Work to do ::
1. Please condense the paragraph of the display panel text below that begins "The first substrate 110 and the second substrate 120 are members" into a short bulleted list that keeps its main facts.
2. Answer these questions from the display panel text below, marking each answer with the matching letter:
(a) Of what materials may the first and second substrates be formed?
(b) Under the in-plane switching method, how are the liquid crystal molecules positioned relative to the substrates?
(c) What image results when the liquid crystal, set at a specific angle, blocks the light from the backlight unit BLU and the first polarizer POL1?
3. Write a continuation of the display panel text below, starting after its final sentence.

Source text ::
----------------

The first substrate 110 and the second substrate 120 are members which support other components of the display panel PN and may be insulating substrates. The first substrate 110 and the second substrate 120 may be bonded with the liquid crystal LC therebetween. For example, the first substrate 110 and the second substrate 120 may be formed of glass or resin.

As shown in FIGS. 2 and 4, the liquid crystal is disposed between the first substrate 110 and the second substrate 120. A plurality of liquid crystal molecules which forms the liquid crystal LC may be disposed in various ways depending on the driving method and rotates by an electric field between a pixel electrode PE and a common electrode CE to adjust a light transmittance. For example, according to the in-plane switching (IPS) method, a plurality of liquid crystal molecules is disposed to be horizontal to one surface of the first substrate 110 and the second substrate 120 and rotates by an electric field between the pixel electrode PE and the common electrode CE. The light transmittance varies according to a rotation angle of the liquid crystal molecules and various images are displayed using this. For example, when the liquid crystals LC is disposed at a specific angle, light from the backlight unit BLU and the first polarizer POL1 is blocked by the liquid crystal LC to display a black image. The liquid crystal LC rotates at various angles in response to an electric field between the pixel electrode PE and the common electrode CE to allow light from the backlight unit BLU and the first polarizer POL1 to travel toward the top of the display panel PN and display a white image.

----------------

Available data ::

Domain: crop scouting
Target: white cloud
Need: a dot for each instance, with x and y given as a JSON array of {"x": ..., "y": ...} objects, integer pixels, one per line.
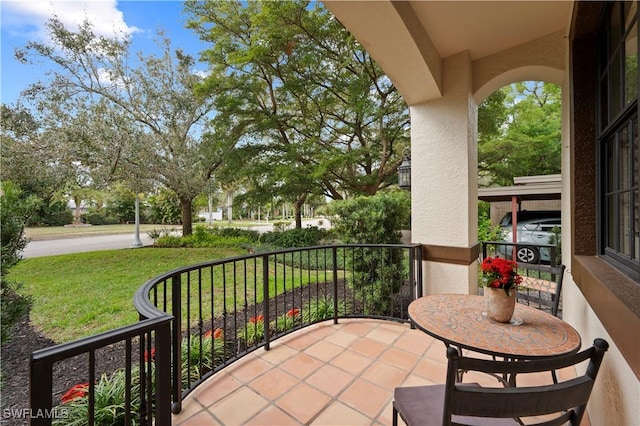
[{"x": 27, "y": 18}]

----------------

Results in order ::
1.
- The first substrate 110 and the second substrate 120 support the other components of the display panel PN and may be insulating substrates.
- They may be bonded together with the liquid crystal LC between them.
- They may be made of glass or resin.

2.
(a) Glass or resin.
(b) Horizontal to one surface of the first substrate 110 and the second substrate 120.
(c) A black image.

3.
As shown in FIG. 4, a thin film transistor (TFT) array for driving the liquid crystal LC is disposed on the first substrate 110. The TFT array includes a transistor formed at the intersections of the plurality of scan lines SL and the plurality of data lines DL, a pixel electrode PE to which a data voltage is applied, a common electrode CE to which a common voltage is applied, and a capacitor which maintains a data voltage. For example, in each of the plurality of sub pixels SP, the pixel electrode PE and the common electrode CE of the TFT array are disposed on the same plane and the pixel electrode PE and the common electrode CE form a horizontal electric field.

As shown in FIGS. 2 to 4, the color filter CF is disposed between the second substrate 120 and the liquid crystal LC. The color filter CF converts light which passes through the liquid crystal LC into various color light. For example, when the plurality of sub pixels SP includes a red sub pixel SPR, a green sub pixel SPG, and a blue sub pixel SPB, the color filter CF includes a red color filter CFR, a green color filter CFG, and a blue color filter CFB. However, color filters CF having various colors may be further included depending on a type of the plurality of sub pixels SP and a type of the color filter CF is not limited thereto.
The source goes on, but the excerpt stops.